§ INFORMATION GIVEN
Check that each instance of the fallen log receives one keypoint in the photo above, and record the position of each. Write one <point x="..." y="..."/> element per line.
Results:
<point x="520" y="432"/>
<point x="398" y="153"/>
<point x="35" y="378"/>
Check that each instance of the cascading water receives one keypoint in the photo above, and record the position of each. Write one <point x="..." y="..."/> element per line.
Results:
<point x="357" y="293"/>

--

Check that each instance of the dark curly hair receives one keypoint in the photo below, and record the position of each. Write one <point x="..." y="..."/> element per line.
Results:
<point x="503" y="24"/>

§ WHAT TO DO
Count the lines in the data above that contain the word "position". Reply with only the number.

§ TASK ANSWER
3